## What to work on
Whenever the word "striped" turns up in a line of the data below, copy that line.

(Data extracted from a collection)
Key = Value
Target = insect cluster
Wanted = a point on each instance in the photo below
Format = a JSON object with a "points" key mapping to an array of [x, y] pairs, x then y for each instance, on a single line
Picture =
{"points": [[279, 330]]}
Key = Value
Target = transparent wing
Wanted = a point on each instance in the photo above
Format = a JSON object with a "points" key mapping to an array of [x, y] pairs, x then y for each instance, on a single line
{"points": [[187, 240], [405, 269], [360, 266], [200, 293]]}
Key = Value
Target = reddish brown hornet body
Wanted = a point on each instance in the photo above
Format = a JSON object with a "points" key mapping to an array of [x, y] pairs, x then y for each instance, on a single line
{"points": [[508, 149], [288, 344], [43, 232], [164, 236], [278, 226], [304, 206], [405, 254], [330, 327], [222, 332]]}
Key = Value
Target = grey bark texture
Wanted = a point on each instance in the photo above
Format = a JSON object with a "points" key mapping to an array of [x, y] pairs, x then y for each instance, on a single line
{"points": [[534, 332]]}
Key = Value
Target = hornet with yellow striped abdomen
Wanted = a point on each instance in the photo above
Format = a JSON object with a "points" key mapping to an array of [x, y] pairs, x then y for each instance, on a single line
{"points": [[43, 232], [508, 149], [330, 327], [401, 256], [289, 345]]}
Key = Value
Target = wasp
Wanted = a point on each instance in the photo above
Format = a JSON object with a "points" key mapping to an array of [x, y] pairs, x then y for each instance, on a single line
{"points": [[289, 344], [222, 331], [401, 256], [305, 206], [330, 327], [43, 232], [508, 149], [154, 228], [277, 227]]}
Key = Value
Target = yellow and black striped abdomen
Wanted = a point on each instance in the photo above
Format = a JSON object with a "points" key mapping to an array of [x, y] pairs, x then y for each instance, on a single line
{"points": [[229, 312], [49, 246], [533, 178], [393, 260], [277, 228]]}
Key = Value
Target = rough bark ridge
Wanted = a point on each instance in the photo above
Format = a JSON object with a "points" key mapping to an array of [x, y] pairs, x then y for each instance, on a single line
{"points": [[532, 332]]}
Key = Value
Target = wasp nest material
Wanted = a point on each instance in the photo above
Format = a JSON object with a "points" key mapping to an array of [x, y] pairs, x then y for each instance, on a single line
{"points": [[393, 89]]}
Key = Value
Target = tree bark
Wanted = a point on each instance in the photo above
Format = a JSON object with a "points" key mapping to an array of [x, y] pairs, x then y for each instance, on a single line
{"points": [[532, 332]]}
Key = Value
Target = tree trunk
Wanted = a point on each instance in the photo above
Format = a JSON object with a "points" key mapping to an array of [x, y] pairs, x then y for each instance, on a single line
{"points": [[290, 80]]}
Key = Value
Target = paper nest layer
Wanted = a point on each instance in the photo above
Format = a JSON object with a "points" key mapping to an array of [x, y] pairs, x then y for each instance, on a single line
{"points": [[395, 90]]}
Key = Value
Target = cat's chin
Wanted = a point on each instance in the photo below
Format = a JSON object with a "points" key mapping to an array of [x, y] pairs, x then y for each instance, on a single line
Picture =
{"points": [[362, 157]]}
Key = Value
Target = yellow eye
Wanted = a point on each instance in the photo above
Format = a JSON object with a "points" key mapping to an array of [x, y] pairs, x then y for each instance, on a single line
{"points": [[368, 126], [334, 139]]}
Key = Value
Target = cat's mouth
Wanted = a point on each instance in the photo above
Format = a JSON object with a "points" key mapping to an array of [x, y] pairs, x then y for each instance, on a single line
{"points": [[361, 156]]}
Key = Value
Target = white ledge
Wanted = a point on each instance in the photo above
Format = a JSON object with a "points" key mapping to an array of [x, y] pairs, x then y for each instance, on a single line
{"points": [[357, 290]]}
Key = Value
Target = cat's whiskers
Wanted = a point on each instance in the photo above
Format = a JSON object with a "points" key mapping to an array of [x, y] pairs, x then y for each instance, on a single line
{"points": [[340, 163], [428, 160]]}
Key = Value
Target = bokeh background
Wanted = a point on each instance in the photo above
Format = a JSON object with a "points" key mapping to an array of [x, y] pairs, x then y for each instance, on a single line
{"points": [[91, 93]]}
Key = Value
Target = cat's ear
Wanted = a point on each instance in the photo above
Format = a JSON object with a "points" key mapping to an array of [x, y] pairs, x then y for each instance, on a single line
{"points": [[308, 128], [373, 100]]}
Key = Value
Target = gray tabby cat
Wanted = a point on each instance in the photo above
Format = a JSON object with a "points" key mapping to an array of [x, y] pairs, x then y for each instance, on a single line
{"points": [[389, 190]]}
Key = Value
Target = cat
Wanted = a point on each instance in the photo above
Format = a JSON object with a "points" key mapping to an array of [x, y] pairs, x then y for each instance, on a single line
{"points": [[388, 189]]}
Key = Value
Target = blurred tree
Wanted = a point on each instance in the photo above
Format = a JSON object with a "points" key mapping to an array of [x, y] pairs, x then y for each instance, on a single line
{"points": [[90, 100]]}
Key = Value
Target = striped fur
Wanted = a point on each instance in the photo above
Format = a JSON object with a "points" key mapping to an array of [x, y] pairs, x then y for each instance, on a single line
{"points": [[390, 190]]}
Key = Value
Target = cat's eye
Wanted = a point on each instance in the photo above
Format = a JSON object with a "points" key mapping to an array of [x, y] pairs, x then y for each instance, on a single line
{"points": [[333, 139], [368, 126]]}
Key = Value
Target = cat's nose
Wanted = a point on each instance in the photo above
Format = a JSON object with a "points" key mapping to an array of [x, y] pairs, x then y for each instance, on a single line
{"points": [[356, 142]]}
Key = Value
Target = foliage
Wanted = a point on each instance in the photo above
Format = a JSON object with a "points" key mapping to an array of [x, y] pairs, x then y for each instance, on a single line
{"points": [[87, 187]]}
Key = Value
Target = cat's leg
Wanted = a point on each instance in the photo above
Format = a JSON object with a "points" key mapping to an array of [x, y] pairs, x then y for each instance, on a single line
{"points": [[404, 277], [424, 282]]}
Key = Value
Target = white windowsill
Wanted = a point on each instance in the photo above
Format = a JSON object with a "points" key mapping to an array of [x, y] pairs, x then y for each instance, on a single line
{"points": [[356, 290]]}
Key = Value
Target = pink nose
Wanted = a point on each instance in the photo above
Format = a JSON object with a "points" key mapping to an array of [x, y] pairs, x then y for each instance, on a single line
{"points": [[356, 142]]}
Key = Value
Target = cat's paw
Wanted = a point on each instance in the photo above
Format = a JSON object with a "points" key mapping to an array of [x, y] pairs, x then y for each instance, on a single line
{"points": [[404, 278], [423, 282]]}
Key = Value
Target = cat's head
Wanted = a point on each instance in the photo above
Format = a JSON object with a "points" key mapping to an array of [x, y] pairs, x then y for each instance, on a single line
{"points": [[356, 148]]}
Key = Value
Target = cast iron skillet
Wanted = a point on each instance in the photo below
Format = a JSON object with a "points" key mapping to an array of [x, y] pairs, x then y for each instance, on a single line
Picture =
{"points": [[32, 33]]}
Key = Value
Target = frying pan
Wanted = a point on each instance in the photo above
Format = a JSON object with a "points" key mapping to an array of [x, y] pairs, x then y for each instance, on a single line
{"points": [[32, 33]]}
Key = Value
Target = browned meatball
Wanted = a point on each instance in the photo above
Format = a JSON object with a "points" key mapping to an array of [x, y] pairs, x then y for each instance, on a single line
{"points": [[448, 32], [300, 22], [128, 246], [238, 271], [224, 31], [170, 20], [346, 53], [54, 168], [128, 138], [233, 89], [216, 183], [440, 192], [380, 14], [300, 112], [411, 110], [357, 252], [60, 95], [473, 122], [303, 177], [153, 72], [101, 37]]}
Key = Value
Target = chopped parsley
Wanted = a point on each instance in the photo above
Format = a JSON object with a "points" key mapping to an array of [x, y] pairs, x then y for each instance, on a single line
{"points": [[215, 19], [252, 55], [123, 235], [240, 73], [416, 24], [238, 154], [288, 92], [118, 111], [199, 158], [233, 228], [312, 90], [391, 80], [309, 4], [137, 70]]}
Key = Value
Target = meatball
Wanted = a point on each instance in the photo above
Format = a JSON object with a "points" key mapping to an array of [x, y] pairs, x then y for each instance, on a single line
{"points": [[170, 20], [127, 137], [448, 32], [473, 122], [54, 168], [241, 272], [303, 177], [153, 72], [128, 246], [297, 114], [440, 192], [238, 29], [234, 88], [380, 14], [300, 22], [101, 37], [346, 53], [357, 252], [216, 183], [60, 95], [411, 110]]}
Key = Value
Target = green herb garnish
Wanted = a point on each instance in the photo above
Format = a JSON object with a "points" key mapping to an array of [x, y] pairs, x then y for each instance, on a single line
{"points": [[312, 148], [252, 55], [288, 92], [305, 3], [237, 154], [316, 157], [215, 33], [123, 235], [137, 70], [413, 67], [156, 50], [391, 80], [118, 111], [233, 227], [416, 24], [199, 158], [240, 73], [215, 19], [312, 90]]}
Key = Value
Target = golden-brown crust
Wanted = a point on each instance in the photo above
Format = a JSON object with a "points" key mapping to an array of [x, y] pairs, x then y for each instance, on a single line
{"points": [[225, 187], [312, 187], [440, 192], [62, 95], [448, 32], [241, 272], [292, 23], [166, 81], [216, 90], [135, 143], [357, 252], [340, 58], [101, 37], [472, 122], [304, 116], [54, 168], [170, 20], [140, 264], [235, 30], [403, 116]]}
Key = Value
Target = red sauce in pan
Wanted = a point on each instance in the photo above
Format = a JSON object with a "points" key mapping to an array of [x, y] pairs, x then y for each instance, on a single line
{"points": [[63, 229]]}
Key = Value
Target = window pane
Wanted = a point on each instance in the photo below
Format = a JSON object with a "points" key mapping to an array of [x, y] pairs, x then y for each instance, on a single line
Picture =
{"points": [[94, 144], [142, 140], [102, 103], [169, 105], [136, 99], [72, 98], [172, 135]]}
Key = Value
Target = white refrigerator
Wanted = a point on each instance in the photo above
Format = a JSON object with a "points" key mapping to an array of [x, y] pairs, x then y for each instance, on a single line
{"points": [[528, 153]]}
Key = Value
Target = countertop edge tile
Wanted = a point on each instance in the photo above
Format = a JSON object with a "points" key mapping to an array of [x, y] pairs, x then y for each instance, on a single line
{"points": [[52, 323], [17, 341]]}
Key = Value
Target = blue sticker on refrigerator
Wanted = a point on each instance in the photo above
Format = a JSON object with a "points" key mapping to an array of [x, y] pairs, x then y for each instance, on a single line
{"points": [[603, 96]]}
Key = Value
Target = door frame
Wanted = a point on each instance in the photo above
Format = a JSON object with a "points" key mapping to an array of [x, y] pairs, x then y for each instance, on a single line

## Expected answer
Target = hornet with yellow striped abdomen
Target = yellow and black striped abdomen
Target = striped fur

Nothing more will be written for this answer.